**Problem statement**
Take the line that contains "Tag every instance of the ceiling" as the first and the last line of the material as the final one; set down exactly the lines in that span.

"""

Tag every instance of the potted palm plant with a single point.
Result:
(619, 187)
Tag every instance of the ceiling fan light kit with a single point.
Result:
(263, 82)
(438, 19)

"""

**Answer section**
Tag every instance of the ceiling fan light kit with a single point.
Result:
(263, 82)
(438, 19)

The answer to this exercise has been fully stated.